| Source records |
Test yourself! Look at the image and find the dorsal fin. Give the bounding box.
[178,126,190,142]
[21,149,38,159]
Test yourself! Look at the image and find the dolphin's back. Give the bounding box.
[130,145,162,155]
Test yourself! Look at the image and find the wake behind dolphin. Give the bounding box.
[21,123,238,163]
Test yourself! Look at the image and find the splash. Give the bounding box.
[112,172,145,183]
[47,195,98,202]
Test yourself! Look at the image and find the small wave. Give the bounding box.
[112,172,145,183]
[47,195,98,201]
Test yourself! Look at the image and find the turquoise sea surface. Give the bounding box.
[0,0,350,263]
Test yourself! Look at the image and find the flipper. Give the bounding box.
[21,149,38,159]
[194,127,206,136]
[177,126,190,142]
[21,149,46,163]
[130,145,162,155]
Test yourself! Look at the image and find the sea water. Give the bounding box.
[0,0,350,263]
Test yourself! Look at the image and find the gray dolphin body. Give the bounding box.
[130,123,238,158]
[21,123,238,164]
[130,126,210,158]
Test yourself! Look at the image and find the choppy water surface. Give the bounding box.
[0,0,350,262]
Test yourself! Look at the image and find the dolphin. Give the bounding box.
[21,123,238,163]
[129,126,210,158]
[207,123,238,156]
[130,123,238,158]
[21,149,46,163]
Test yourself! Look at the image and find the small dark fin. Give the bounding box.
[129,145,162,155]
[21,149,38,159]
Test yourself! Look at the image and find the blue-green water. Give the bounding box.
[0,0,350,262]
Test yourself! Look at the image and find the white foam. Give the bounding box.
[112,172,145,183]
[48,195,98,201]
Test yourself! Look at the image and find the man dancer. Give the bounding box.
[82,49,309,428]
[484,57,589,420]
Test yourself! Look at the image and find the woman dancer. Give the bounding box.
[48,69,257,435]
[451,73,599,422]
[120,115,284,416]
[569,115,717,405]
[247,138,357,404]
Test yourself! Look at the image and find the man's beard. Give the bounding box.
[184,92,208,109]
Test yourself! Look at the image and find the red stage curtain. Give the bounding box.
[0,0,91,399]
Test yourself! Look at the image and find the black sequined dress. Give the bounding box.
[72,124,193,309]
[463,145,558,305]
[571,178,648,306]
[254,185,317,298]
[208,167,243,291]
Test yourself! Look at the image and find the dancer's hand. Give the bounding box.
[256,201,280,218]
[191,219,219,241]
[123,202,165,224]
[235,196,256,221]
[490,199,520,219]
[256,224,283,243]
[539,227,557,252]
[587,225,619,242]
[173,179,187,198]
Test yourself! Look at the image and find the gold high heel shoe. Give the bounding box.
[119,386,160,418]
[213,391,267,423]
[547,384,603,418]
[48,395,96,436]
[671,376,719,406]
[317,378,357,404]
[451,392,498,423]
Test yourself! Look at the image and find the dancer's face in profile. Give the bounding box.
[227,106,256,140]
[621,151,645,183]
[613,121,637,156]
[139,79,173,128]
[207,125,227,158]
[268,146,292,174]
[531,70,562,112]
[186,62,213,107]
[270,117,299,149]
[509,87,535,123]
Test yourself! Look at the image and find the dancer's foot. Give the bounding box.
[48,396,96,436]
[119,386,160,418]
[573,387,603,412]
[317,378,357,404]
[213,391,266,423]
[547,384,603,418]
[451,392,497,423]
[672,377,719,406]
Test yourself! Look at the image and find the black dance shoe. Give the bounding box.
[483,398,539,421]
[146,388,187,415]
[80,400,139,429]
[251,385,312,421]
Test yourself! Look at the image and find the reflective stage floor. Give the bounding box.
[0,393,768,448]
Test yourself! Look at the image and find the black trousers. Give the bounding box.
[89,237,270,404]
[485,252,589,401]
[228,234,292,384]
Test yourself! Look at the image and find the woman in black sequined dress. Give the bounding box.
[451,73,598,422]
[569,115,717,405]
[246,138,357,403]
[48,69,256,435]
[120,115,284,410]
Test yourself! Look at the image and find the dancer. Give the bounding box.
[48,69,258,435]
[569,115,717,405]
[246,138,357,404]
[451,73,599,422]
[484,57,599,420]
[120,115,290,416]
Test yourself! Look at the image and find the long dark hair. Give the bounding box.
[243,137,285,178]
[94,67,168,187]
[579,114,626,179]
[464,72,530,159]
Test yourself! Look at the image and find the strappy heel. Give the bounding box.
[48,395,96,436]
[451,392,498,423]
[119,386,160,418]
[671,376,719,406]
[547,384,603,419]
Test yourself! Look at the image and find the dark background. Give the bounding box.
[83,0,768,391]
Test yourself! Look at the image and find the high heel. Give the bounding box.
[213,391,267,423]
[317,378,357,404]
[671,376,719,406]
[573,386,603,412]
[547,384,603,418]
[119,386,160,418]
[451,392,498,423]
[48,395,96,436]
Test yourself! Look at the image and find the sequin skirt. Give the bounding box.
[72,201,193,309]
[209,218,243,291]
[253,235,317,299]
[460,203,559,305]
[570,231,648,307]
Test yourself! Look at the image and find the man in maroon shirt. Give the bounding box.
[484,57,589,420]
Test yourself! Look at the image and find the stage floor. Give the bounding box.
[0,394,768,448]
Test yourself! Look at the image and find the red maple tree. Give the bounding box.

| Set task |
Arrange the records as a Markdown table with columns "Number" and "Record line", one row per line and blank lines omitted. Begin at the line that has "Test yourself! Look at the image and find the man dancer." and stop after the line that has "[0,0,91,399]".

| Reply to the task |
| Number | Record line |
|---|---|
| 1 | Test yourself! Look at the image and find the man dancer. Give the bounding box. |
| 2 | [82,49,309,428] |
| 3 | [484,57,589,420] |
| 4 | Test yourself! Look at the image and find the woman dancer. Give the bounding box. |
| 5 | [48,69,257,435] |
| 6 | [451,73,599,422] |
| 7 | [120,115,284,416] |
| 8 | [569,115,717,405] |
| 9 | [247,138,357,404] |
| 10 | Test yourself! Look at the image and find the man's beard. Give the bounding box. |
| 11 | [184,92,208,109] |
| 12 | Test yourself! Look at the image and find the red stage curtain. Give the bounding box. |
| 13 | [0,0,91,399] |